*** Material provided Section Begins ***

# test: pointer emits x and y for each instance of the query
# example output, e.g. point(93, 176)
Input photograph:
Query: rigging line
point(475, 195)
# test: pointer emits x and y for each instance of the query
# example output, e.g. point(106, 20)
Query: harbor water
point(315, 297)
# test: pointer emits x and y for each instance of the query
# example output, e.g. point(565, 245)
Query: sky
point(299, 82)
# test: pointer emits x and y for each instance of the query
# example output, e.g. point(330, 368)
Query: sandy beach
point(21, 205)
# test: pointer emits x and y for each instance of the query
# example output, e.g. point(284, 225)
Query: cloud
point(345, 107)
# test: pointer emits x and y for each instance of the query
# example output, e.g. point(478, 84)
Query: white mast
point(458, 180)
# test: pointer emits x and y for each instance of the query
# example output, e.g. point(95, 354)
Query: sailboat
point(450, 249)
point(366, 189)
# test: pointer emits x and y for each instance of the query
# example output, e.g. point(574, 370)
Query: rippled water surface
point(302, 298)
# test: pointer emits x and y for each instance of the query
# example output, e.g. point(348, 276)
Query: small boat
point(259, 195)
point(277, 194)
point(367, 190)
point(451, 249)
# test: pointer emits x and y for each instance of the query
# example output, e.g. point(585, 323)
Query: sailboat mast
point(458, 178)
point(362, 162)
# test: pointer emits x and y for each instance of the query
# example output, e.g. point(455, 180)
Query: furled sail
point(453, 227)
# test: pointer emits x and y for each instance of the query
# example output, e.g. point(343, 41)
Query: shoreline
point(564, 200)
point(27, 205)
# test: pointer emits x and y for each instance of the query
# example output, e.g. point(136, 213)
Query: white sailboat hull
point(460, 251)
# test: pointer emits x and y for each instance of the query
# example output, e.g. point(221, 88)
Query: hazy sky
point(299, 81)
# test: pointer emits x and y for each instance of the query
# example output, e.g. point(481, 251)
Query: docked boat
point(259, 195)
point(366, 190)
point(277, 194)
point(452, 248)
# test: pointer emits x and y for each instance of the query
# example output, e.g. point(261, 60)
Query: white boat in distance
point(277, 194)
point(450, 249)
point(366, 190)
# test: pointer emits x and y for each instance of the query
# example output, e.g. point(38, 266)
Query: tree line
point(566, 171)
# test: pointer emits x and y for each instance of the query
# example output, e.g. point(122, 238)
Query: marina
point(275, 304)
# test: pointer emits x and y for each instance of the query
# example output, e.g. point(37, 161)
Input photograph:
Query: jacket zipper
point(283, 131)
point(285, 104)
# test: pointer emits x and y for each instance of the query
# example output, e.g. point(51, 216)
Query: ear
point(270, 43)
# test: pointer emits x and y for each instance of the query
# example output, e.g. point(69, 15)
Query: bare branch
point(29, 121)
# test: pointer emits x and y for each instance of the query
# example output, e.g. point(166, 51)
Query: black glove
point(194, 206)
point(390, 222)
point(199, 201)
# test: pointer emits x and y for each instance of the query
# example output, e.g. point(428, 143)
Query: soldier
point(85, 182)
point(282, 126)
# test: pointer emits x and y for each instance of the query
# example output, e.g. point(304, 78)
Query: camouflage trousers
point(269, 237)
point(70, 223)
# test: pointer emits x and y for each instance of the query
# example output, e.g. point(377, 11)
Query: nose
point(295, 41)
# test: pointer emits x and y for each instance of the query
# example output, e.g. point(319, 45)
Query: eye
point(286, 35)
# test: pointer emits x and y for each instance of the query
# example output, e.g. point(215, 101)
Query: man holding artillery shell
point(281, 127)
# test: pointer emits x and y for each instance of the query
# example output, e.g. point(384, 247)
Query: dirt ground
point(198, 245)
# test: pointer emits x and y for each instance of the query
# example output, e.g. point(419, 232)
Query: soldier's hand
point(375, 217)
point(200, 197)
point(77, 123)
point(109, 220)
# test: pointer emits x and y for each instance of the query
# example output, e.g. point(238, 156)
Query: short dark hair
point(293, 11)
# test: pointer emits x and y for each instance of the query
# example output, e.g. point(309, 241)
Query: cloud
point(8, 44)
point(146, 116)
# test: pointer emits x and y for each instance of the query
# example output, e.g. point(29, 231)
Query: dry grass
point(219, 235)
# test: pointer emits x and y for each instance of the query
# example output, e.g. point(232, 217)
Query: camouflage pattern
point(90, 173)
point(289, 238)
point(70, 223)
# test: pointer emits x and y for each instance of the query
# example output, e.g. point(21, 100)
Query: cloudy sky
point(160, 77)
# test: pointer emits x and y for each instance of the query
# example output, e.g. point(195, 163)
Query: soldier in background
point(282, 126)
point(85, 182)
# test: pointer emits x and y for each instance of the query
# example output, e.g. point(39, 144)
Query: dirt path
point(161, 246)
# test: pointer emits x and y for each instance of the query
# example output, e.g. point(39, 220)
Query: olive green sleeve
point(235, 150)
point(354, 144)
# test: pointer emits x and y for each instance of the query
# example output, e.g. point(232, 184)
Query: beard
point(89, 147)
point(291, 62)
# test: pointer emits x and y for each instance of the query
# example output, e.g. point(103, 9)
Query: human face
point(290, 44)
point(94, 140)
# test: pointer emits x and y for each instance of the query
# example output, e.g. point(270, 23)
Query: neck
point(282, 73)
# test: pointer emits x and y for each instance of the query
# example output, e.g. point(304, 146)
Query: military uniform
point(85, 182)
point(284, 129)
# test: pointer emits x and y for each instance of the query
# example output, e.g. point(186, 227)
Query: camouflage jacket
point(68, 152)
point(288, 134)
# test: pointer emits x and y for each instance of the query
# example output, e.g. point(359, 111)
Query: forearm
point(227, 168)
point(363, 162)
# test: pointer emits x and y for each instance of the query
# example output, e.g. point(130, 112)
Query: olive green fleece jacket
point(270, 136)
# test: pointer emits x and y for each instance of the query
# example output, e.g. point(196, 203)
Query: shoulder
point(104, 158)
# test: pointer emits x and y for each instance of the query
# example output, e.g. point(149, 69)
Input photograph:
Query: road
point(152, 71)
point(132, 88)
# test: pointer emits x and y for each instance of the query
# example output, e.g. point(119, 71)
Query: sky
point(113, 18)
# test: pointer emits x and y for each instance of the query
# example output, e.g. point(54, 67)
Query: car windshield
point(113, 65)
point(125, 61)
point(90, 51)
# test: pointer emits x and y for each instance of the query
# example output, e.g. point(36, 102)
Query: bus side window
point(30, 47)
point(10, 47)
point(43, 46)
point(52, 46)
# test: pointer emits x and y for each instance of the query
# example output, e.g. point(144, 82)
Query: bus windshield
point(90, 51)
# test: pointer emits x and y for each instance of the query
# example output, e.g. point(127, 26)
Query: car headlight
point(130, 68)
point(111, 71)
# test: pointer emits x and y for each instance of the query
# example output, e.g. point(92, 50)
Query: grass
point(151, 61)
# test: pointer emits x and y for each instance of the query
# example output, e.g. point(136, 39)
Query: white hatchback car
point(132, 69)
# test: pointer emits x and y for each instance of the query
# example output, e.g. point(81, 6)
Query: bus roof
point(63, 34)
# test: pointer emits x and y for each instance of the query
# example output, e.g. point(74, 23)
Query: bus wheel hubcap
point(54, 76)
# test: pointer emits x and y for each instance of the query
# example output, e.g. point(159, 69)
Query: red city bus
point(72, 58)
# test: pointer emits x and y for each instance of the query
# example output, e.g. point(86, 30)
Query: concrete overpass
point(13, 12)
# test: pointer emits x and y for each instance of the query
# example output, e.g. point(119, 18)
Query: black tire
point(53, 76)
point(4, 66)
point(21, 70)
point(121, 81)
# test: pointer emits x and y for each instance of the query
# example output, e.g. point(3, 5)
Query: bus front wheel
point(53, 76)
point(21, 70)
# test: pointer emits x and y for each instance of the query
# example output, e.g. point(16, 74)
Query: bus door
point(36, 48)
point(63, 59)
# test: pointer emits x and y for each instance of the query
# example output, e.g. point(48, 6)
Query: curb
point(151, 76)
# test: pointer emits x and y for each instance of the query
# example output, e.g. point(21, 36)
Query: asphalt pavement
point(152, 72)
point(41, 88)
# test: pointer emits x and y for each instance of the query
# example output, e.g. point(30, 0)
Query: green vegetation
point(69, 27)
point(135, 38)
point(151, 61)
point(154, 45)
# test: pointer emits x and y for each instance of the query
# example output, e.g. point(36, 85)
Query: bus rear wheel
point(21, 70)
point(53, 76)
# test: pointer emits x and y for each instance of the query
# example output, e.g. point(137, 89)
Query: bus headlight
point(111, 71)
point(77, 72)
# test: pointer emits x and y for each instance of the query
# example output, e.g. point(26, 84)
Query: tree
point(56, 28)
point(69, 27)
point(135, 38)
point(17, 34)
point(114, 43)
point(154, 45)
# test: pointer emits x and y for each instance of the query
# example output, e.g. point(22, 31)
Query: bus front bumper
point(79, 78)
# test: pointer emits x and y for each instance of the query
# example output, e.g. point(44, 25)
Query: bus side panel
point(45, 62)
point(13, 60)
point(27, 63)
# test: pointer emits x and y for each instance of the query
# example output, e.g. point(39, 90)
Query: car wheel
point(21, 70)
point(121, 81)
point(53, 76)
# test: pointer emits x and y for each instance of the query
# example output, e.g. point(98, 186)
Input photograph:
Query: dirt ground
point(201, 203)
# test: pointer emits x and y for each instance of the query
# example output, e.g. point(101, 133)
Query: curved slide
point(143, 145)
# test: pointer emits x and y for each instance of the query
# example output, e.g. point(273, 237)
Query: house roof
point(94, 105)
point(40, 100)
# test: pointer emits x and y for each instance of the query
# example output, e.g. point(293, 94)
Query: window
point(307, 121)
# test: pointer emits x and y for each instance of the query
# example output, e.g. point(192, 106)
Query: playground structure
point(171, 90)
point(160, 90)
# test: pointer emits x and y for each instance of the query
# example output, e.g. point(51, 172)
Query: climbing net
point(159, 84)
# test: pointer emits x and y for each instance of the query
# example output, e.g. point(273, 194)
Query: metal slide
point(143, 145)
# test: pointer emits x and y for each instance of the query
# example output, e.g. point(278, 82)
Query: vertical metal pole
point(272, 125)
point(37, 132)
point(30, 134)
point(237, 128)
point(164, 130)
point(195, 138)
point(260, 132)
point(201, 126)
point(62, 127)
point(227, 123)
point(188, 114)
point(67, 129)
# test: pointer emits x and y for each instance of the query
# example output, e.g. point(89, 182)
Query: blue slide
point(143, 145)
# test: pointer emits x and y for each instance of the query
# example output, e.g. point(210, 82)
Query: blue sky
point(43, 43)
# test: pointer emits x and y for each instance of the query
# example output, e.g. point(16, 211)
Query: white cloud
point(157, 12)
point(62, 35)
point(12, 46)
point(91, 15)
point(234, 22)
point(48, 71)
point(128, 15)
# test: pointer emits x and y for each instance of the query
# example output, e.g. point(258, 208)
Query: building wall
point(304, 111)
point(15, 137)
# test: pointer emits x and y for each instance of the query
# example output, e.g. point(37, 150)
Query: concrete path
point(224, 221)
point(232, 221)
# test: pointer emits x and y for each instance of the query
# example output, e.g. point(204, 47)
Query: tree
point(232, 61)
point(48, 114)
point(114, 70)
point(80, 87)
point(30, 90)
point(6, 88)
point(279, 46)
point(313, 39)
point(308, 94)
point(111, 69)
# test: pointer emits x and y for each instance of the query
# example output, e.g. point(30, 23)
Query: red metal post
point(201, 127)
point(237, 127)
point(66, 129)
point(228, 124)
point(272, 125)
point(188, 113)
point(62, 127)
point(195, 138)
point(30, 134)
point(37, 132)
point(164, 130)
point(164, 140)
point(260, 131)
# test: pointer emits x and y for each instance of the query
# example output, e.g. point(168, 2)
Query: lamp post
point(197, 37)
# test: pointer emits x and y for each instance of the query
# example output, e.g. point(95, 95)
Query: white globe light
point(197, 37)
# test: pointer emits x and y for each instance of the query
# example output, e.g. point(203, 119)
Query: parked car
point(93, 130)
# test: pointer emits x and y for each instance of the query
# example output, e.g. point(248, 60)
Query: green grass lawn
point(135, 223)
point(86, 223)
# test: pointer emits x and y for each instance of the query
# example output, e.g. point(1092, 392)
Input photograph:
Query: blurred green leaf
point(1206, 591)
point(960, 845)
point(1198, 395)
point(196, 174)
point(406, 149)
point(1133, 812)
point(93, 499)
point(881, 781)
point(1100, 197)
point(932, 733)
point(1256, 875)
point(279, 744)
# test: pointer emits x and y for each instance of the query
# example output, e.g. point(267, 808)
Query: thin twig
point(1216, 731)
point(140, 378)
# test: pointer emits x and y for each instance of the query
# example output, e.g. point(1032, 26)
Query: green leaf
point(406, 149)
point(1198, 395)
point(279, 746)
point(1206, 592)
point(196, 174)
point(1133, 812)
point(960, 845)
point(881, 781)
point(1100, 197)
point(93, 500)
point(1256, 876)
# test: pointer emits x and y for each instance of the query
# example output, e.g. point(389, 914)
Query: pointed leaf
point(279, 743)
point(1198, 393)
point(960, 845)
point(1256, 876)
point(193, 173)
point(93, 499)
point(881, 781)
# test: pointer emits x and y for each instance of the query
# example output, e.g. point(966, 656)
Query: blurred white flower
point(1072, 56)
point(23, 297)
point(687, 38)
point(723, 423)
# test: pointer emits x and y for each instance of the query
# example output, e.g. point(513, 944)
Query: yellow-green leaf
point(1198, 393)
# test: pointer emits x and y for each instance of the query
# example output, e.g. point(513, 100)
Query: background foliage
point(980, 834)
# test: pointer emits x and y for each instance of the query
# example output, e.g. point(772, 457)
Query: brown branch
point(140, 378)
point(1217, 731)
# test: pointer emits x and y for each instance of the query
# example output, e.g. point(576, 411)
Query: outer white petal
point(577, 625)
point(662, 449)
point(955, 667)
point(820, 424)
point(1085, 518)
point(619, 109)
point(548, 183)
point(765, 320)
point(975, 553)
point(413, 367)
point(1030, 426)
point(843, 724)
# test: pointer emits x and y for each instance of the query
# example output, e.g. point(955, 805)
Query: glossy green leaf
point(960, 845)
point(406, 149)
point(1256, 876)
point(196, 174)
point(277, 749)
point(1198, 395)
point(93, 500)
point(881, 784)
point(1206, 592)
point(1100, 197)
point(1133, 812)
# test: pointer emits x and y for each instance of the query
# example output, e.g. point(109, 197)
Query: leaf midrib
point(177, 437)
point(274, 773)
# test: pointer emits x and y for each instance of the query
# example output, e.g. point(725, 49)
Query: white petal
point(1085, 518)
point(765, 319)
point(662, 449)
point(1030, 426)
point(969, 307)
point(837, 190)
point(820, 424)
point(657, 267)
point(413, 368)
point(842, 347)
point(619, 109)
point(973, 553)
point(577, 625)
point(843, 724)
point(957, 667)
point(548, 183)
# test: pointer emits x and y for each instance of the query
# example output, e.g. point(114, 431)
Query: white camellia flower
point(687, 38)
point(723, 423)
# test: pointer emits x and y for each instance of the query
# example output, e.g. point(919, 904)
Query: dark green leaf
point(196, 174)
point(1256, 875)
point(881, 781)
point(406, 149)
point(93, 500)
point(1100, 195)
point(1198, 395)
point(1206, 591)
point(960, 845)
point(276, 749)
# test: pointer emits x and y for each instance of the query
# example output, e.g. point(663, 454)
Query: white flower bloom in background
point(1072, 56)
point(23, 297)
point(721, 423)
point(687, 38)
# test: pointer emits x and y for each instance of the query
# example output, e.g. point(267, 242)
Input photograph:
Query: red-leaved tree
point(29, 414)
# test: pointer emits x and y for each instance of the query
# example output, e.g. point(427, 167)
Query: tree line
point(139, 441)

*** Material provided Section Ends ***

**Exercise instructions**: From the entries above, restate word for word the lines from the line containing "# example output, e.g. point(455, 180)" to the line containing "# example output, e.g. point(136, 213)", both ends included, and nothing more.

**Response area**:
# example output, e.g. point(455, 180)
Query: furled sail
point(453, 227)
# test: pointer emits x and y for each instance of the query
# example output, e.g. point(343, 41)
Query: shoreline
point(564, 200)
point(27, 205)
# test: pointer emits x and y for each instance of the query
# example output, e.g. point(136, 213)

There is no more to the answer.